* The exercise *
Reproduce the material from the line with "task: segment the **woman's neck**" to the line with "44 113 L 46", swapping "stethoscope tubing" for "stethoscope cord" and changing nothing else.

* Material supplied *
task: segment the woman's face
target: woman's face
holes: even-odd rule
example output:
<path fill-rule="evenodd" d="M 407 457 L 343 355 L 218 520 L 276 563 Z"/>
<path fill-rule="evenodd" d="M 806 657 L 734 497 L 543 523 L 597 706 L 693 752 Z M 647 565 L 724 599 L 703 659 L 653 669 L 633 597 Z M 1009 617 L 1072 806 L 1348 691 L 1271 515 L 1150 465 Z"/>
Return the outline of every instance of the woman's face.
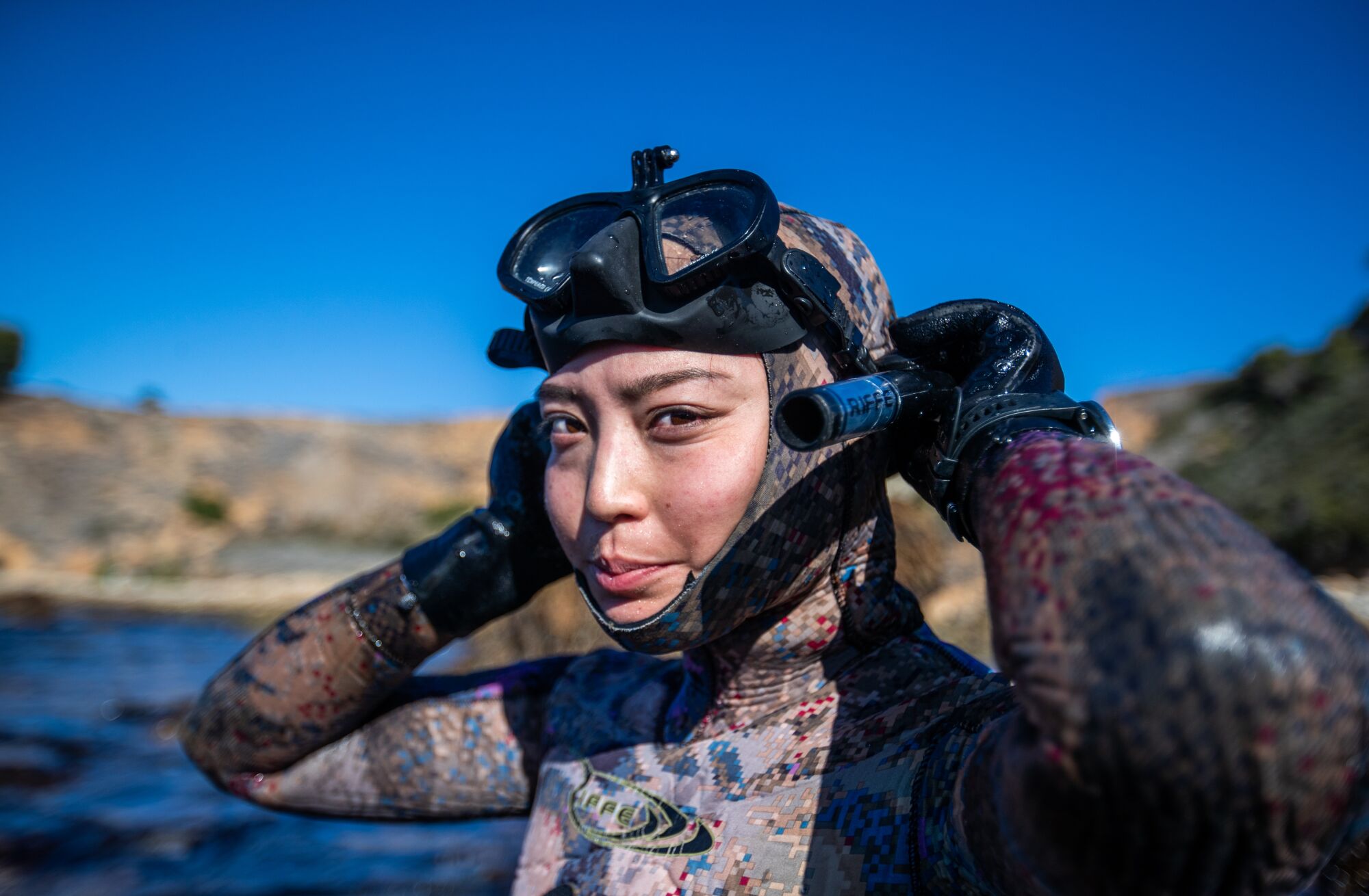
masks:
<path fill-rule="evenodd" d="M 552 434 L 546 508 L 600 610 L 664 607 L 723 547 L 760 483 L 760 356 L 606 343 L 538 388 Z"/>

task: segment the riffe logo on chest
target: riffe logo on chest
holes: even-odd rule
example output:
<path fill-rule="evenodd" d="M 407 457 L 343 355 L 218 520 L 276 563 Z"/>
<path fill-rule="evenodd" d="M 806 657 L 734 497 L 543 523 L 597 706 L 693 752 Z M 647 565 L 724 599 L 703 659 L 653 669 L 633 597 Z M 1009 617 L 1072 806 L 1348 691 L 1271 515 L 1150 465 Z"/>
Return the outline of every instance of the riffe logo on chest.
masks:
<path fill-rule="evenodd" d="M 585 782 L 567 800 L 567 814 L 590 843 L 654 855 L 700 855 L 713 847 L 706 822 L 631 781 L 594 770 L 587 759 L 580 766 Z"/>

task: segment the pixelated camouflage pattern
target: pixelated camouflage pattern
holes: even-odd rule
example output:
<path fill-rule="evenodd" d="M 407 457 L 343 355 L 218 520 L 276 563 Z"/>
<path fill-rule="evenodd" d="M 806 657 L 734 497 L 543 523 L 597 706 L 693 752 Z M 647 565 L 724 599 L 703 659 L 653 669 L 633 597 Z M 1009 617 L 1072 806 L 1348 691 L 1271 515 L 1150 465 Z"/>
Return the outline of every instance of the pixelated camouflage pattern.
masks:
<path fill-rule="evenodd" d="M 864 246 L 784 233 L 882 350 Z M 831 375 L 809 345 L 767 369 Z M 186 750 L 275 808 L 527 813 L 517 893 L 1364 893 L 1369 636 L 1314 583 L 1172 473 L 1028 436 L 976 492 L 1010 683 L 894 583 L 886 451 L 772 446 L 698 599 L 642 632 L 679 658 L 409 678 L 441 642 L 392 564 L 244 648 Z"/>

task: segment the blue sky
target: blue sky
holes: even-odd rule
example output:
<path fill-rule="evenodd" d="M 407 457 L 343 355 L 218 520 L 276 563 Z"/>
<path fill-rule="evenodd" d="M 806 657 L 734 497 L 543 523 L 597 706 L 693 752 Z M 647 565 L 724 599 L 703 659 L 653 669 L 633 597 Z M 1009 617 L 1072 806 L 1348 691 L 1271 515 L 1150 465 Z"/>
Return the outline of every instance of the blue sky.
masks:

* * *

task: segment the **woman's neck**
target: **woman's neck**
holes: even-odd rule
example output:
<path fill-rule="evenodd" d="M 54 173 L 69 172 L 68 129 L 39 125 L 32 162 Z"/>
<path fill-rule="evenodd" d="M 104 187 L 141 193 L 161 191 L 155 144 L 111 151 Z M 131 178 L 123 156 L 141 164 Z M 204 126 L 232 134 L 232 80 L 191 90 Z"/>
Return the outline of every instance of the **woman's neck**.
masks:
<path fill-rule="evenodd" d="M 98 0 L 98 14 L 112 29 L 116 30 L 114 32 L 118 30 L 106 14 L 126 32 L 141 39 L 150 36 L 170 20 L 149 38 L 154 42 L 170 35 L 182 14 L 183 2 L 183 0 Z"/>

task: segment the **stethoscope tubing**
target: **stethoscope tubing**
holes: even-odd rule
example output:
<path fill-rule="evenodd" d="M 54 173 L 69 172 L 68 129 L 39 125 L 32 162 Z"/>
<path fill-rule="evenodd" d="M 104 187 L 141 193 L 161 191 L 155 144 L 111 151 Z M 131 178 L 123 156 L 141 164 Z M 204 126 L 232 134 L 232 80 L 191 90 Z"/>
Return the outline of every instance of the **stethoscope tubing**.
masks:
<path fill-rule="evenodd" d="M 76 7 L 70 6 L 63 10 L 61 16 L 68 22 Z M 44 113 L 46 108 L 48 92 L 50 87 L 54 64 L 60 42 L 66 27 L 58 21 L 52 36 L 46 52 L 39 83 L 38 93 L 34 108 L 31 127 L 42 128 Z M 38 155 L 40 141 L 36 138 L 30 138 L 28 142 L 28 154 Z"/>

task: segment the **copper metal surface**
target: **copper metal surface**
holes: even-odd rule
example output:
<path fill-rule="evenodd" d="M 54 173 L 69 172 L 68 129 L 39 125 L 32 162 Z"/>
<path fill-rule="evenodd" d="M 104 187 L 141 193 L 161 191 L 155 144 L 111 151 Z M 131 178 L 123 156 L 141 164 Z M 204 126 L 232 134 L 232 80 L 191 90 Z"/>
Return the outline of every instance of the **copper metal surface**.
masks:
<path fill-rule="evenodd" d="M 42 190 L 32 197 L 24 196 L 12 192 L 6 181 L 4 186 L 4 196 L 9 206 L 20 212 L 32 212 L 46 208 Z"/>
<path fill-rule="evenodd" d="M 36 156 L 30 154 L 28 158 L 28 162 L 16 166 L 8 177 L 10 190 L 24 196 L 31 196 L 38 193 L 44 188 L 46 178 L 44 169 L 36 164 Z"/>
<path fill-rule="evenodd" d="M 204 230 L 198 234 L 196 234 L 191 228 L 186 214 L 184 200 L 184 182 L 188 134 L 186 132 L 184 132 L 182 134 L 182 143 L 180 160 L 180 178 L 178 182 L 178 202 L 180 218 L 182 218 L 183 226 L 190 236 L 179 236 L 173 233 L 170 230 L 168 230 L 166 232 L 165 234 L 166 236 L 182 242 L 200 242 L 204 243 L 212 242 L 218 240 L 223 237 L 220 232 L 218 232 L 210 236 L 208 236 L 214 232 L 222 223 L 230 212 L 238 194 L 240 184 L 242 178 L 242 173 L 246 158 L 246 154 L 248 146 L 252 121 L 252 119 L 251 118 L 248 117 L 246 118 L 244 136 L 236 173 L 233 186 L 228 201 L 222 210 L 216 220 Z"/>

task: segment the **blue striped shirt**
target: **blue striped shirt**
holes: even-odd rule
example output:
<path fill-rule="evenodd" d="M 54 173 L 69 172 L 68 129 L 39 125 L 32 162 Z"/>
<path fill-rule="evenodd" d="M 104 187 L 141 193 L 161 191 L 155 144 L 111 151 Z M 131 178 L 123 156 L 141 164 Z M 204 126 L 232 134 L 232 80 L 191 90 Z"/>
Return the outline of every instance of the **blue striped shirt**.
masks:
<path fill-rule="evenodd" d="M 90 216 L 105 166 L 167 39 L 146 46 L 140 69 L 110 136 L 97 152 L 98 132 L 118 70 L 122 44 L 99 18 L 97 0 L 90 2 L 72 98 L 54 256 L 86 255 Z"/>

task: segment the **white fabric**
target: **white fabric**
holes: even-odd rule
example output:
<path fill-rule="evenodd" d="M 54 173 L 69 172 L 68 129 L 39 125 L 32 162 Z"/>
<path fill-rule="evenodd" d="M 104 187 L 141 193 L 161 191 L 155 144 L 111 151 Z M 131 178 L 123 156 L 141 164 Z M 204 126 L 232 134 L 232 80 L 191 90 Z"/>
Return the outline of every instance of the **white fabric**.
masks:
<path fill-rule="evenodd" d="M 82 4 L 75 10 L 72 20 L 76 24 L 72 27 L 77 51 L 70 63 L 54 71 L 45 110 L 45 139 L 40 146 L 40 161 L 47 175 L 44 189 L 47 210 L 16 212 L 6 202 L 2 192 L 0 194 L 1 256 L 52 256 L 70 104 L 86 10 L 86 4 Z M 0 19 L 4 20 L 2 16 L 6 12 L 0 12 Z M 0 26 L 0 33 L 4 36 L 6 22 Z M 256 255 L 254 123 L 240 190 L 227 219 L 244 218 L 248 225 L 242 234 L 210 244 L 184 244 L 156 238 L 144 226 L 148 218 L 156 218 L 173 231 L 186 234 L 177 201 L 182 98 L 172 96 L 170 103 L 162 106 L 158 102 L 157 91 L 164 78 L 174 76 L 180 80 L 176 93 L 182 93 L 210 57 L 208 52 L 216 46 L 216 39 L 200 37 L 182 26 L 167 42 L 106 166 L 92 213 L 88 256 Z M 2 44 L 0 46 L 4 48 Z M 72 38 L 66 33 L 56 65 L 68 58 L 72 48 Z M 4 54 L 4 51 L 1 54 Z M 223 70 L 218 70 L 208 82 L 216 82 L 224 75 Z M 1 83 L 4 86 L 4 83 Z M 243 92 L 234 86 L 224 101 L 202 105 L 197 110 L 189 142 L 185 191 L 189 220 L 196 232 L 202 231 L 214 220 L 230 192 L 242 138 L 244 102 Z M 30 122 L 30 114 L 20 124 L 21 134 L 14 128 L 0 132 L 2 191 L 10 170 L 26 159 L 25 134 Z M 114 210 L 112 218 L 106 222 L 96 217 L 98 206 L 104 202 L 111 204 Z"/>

* Written solution *
task: segment the **woman's neck**
target: **woman's neck**
holes: even-odd rule
example output:
<path fill-rule="evenodd" d="M 54 173 L 69 172 L 68 129 L 39 125 L 32 162 Z"/>
<path fill-rule="evenodd" d="M 104 187 L 141 193 L 161 191 L 155 144 L 111 151 Z M 131 178 L 123 156 L 141 164 Z M 204 126 L 232 134 L 232 80 L 191 90 Z"/>
Return the outline of every instance of the **woman's neck**.
masks:
<path fill-rule="evenodd" d="M 98 0 L 98 14 L 112 29 L 116 30 L 114 32 L 118 30 L 106 14 L 126 32 L 141 39 L 150 36 L 170 20 L 149 38 L 154 42 L 170 35 L 182 14 L 183 2 L 183 0 Z"/>

task: segment the **stethoscope cord**
target: **stethoscope cord**
holes: even-odd rule
example output:
<path fill-rule="evenodd" d="M 54 173 L 69 172 L 68 129 L 39 125 L 32 162 Z"/>
<path fill-rule="evenodd" d="M 104 187 L 141 193 L 161 191 L 155 144 L 111 151 Z M 131 178 L 123 156 L 141 164 Z M 204 126 L 232 134 L 232 80 L 191 90 Z"/>
Return the outline of every instance of the **stethoscope cord**.
masks:
<path fill-rule="evenodd" d="M 76 7 L 70 6 L 63 10 L 61 16 L 68 22 Z M 44 113 L 46 108 L 48 92 L 50 87 L 54 64 L 60 42 L 66 27 L 58 21 L 52 36 L 46 52 L 39 83 L 38 93 L 34 108 L 31 127 L 42 128 Z M 38 155 L 40 141 L 36 138 L 30 138 L 28 142 L 28 154 Z"/>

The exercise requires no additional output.